- **Stated problem**:
How many lines below contain the string "bumper", matched case-sensitively? Reply with the number only.
--- Material for the task ---
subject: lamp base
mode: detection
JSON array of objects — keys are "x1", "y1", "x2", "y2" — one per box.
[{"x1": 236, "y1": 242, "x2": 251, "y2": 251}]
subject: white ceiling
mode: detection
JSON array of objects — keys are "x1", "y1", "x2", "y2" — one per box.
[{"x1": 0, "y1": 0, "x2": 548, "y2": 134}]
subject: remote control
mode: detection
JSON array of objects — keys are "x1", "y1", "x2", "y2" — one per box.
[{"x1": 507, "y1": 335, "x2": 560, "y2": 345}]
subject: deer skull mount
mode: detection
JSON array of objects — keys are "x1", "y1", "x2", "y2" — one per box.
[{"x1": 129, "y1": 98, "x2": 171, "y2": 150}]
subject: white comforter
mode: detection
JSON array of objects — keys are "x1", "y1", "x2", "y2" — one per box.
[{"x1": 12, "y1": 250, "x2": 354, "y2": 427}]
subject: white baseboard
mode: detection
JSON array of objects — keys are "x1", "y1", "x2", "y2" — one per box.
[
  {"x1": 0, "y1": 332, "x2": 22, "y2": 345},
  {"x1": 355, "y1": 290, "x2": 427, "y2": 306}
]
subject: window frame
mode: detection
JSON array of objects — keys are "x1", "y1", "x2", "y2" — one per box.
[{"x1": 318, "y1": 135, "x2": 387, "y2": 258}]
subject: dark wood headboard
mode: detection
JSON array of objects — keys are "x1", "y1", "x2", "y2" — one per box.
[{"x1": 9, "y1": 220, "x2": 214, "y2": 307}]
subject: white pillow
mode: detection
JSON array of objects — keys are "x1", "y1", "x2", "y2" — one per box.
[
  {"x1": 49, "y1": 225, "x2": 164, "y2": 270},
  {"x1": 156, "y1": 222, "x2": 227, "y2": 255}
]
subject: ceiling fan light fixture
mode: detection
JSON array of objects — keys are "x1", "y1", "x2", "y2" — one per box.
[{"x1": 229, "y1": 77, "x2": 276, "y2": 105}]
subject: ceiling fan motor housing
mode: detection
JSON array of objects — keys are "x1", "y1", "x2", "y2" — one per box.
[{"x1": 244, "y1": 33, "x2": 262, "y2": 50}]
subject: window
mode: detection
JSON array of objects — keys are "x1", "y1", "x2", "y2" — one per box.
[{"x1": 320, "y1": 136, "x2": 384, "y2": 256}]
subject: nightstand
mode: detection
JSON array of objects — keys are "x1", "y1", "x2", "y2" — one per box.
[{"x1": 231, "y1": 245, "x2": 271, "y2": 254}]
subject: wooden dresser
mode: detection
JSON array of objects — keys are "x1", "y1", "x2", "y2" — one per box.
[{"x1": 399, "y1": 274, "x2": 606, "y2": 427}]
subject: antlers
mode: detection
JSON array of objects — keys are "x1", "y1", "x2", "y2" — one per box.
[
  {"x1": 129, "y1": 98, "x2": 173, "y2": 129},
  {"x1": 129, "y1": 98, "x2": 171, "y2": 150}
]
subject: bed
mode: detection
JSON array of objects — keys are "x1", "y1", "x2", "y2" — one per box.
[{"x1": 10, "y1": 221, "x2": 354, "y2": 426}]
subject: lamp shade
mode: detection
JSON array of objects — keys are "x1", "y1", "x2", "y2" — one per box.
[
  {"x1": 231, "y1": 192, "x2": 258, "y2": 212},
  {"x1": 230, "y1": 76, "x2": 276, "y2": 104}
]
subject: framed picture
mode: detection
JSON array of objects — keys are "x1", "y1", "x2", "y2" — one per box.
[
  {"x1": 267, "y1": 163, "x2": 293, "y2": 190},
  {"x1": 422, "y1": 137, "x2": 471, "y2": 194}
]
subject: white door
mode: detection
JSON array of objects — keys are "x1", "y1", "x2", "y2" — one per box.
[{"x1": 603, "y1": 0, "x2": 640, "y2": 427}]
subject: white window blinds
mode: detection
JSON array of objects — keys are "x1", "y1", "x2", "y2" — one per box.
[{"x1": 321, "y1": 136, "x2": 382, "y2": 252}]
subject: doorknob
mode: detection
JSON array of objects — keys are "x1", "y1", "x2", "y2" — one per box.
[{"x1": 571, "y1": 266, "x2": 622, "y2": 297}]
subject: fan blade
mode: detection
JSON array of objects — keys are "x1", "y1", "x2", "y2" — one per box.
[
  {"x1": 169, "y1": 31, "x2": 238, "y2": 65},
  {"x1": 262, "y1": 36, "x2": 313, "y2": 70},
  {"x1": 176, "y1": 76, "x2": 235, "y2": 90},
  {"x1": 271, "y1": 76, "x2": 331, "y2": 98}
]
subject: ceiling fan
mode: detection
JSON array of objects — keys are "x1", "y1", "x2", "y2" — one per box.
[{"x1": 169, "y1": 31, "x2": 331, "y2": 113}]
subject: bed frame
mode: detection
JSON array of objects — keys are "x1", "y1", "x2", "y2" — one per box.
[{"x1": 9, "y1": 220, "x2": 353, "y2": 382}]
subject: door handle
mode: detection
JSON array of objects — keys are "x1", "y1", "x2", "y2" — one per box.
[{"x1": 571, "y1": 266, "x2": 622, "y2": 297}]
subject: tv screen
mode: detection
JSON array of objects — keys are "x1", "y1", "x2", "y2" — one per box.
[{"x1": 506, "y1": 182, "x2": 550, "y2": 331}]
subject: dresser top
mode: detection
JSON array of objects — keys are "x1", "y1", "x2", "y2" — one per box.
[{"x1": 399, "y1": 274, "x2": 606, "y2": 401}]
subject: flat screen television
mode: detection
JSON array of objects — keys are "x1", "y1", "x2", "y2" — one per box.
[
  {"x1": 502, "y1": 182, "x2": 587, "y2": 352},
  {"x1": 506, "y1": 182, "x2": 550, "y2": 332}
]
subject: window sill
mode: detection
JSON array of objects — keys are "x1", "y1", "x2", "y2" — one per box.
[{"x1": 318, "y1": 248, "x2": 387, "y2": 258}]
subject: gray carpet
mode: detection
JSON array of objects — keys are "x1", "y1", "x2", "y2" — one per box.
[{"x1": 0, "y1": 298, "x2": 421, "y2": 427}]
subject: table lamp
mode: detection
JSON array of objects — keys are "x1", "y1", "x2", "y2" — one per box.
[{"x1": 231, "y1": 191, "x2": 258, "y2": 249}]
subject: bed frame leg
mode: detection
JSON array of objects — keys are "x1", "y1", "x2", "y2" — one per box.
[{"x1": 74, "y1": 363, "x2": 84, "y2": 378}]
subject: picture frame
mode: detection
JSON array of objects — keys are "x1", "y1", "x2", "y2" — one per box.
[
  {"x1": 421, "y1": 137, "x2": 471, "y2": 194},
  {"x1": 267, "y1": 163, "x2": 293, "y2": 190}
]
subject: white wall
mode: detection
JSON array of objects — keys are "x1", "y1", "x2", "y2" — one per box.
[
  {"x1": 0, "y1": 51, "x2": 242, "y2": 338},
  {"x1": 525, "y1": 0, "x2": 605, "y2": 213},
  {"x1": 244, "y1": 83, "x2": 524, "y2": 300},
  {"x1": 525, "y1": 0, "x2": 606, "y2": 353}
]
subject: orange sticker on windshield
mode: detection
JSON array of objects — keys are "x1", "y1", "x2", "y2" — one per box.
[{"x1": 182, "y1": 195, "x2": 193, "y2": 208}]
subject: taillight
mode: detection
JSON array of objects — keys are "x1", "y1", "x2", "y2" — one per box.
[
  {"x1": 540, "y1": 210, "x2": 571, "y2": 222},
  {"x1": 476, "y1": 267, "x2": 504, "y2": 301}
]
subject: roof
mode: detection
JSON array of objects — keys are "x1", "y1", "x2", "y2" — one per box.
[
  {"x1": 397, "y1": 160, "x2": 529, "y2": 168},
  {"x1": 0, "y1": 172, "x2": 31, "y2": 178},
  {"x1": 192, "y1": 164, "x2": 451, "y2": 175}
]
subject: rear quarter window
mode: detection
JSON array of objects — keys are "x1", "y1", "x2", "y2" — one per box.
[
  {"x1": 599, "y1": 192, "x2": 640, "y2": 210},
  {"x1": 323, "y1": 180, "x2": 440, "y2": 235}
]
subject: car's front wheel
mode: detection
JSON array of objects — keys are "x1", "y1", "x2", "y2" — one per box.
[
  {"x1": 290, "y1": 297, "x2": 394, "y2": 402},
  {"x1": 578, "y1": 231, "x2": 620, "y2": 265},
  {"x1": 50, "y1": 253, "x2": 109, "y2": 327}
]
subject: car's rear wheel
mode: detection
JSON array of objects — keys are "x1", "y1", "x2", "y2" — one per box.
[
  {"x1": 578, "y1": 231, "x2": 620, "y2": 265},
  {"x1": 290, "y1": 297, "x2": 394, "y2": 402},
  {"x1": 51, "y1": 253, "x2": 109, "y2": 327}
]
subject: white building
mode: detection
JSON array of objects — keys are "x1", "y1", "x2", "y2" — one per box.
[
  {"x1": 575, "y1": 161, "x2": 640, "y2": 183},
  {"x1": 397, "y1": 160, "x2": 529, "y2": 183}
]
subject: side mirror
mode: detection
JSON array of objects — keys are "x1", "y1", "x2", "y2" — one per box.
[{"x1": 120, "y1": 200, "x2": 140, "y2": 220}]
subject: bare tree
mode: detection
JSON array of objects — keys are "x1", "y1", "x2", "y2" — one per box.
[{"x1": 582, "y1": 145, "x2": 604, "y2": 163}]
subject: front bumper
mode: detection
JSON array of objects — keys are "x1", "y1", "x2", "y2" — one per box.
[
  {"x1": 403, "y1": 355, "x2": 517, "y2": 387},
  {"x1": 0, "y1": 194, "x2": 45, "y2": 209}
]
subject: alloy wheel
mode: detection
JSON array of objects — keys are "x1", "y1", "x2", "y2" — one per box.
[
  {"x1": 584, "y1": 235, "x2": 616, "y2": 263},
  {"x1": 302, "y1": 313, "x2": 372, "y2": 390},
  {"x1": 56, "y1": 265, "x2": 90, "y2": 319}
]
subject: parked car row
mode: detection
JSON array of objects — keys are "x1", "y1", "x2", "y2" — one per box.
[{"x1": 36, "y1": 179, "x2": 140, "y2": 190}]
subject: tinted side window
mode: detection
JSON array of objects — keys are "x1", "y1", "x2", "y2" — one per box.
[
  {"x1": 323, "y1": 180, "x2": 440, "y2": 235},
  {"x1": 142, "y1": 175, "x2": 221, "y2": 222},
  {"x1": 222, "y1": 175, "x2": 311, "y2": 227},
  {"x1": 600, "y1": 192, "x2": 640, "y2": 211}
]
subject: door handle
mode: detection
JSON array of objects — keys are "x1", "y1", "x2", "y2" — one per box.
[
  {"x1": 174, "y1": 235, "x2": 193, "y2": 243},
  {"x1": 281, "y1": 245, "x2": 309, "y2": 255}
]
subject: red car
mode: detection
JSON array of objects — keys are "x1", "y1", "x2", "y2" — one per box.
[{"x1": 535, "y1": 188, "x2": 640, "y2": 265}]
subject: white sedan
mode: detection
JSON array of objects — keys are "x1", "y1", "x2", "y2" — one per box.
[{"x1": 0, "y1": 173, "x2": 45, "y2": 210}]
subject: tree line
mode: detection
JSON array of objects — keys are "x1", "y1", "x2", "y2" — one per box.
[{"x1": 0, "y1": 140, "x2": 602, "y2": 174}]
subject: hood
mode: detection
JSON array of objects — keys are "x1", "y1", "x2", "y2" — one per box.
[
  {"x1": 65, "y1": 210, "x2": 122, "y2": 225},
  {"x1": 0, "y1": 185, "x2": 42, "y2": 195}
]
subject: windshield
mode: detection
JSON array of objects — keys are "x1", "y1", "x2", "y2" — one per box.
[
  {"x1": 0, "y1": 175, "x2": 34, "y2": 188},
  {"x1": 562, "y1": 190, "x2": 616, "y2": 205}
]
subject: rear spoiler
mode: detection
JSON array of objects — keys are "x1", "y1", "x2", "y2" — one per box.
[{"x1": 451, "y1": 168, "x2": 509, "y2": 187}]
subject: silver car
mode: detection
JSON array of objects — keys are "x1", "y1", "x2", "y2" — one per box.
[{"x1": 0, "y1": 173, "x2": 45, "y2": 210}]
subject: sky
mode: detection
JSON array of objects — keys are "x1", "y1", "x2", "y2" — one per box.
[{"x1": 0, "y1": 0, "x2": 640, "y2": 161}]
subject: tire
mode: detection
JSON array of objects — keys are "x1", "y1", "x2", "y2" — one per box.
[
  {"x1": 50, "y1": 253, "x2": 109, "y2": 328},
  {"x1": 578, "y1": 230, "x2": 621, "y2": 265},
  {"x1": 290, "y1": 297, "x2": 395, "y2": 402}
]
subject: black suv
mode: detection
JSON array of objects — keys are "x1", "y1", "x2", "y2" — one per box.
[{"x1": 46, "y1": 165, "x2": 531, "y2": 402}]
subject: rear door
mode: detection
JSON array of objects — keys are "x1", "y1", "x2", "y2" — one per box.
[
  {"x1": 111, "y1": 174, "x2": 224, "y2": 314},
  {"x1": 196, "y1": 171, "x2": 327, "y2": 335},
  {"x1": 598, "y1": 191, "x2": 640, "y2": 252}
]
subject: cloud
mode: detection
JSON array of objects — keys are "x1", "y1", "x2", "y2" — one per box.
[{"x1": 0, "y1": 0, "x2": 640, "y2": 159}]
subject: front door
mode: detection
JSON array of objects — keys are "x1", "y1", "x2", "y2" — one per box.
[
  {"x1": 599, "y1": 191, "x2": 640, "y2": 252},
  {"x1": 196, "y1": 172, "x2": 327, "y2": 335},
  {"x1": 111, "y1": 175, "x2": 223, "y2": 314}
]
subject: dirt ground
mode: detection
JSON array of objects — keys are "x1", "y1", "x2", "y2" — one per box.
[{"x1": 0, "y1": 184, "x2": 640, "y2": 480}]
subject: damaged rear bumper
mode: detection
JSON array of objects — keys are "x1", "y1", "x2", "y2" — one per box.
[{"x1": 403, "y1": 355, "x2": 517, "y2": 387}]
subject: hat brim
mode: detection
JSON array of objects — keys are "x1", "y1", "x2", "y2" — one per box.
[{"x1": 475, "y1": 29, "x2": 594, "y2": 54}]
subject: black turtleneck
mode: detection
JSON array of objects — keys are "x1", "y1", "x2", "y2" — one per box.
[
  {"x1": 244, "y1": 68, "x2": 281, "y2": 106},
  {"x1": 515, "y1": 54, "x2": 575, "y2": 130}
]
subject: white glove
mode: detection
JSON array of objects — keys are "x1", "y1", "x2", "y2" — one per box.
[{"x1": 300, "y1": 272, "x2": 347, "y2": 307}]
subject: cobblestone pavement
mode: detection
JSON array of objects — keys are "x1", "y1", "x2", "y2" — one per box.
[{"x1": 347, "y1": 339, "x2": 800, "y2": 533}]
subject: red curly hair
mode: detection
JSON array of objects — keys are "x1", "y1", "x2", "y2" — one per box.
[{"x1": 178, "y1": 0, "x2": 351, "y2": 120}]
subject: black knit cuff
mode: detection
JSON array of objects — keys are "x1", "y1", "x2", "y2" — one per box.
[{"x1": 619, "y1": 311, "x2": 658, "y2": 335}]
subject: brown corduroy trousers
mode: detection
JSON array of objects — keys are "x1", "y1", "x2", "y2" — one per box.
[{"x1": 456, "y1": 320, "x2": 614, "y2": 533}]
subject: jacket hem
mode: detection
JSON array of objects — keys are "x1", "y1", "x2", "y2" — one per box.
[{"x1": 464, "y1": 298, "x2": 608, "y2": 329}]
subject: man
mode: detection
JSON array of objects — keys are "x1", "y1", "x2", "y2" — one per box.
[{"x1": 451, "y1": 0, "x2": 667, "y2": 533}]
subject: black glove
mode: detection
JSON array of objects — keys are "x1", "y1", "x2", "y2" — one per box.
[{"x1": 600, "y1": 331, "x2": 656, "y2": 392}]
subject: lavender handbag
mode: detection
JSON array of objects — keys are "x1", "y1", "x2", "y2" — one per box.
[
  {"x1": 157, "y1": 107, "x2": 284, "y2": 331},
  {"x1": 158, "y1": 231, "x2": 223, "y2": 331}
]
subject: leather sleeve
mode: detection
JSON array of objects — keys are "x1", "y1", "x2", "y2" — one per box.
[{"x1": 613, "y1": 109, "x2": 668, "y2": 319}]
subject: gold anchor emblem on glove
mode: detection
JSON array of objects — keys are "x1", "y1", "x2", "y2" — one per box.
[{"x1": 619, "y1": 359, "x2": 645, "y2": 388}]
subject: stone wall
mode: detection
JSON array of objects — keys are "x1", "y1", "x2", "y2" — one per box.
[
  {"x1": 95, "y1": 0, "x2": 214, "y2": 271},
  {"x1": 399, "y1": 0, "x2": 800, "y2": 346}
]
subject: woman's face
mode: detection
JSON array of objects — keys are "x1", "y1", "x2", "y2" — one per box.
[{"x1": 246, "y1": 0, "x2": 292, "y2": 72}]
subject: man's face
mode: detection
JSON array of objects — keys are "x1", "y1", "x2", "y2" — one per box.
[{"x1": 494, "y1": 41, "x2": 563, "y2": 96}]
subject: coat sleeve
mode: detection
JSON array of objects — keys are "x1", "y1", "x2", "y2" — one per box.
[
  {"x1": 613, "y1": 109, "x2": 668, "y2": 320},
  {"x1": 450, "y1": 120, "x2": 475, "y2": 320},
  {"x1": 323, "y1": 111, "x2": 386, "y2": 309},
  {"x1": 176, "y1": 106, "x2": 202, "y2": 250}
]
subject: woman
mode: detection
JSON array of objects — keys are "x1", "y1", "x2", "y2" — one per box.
---
- **Solution to the problem**:
2